*ESTRATTO DELLA PAGINA*:

----

Ecco, dunque, un tema sul quale concentrarsi nel nuovo anno. Consapevoli che la complicazione del nostro Sistema-Paese, la lentezza della politica nell’approccio alla realtà e nello sviluppo di politiche aggiornate, la necessità di attualizzare le forme di contrattazione collettiva di primo e secondo livello, rappresentano ostacoli e sfide tutt’altro che indifferenti.
La narrazione del Governo
A fronte di questa analisi, puntuale e approfondita, il Governo sceglie la strada di una rappresentazione enfatica dei risultati occupazionali e del mercato del lavoro.
Si insiste molto (vedi la conferenza stampa di Giorgia Meloni) sul miglioramento del tasso di occupazione, fenomeno già in atto a partire dal 2021 e continuato lo scorso anno, e sul fatto che siamo di fronte a un record storico: un dato incontestabile.

----

*DATI FORNITI*:
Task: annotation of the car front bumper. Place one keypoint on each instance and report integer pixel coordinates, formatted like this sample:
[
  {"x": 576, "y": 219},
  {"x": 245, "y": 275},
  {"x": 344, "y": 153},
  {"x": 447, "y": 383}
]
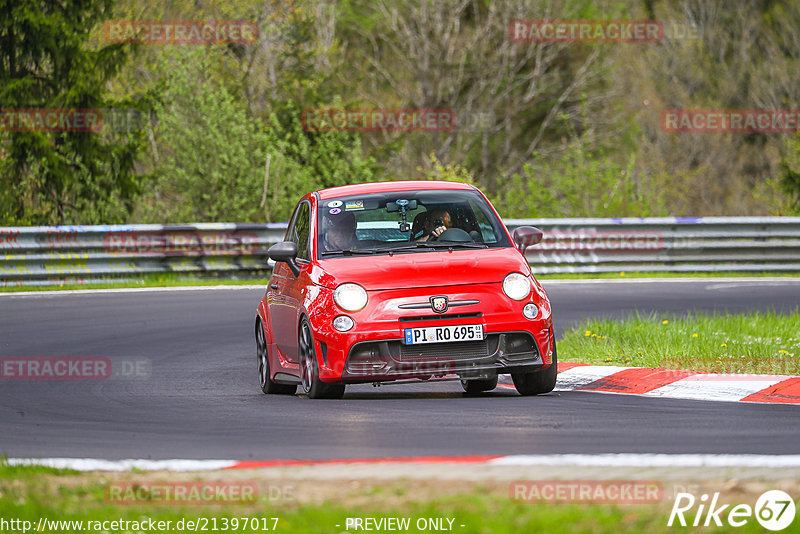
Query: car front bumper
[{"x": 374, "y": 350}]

----

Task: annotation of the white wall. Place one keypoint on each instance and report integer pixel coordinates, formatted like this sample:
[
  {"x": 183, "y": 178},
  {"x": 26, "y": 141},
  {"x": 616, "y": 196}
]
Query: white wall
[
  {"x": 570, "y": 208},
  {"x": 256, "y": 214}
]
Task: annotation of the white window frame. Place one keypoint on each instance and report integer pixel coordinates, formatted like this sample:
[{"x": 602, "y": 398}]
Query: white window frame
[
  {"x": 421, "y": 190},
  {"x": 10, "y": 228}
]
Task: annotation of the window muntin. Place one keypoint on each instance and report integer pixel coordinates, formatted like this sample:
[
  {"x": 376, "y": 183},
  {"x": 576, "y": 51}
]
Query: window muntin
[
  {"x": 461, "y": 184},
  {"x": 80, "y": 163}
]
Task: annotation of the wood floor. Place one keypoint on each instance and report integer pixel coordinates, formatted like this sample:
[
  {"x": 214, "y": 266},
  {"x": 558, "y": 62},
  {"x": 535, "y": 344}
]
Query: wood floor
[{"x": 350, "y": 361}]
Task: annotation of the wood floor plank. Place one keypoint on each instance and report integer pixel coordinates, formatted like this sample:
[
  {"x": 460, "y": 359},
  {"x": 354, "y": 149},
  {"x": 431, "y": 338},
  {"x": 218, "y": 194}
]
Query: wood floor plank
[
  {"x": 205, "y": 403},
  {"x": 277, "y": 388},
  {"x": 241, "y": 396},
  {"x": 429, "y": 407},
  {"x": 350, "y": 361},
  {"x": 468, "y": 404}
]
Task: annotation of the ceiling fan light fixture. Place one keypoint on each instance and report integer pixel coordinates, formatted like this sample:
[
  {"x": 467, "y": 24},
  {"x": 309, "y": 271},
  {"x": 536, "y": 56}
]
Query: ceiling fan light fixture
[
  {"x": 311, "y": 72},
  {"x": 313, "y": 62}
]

----

*ESERCIZIO A*: Secondo l'estratto, da quale anno è in atto il miglioramento del tasso di occupazione?
*ESERCIZIO B*: Riporta dall'estratto tutto ciò che va da "La narrazione del" fino a "mercato del lavoro.".
Le righe non hanno alcun legame con l'estratto.

*SOLUZIONE SCRITTA A*: Dal 2021.

*SOLUZIONE SCRITTA B*:
La narrazione del Governo
A fronte di questa analisi, puntuale e approfondita, il Governo sceglie la strada di una rappresentazione enfatica dei risultati occupazionali e del mercato del lavoro.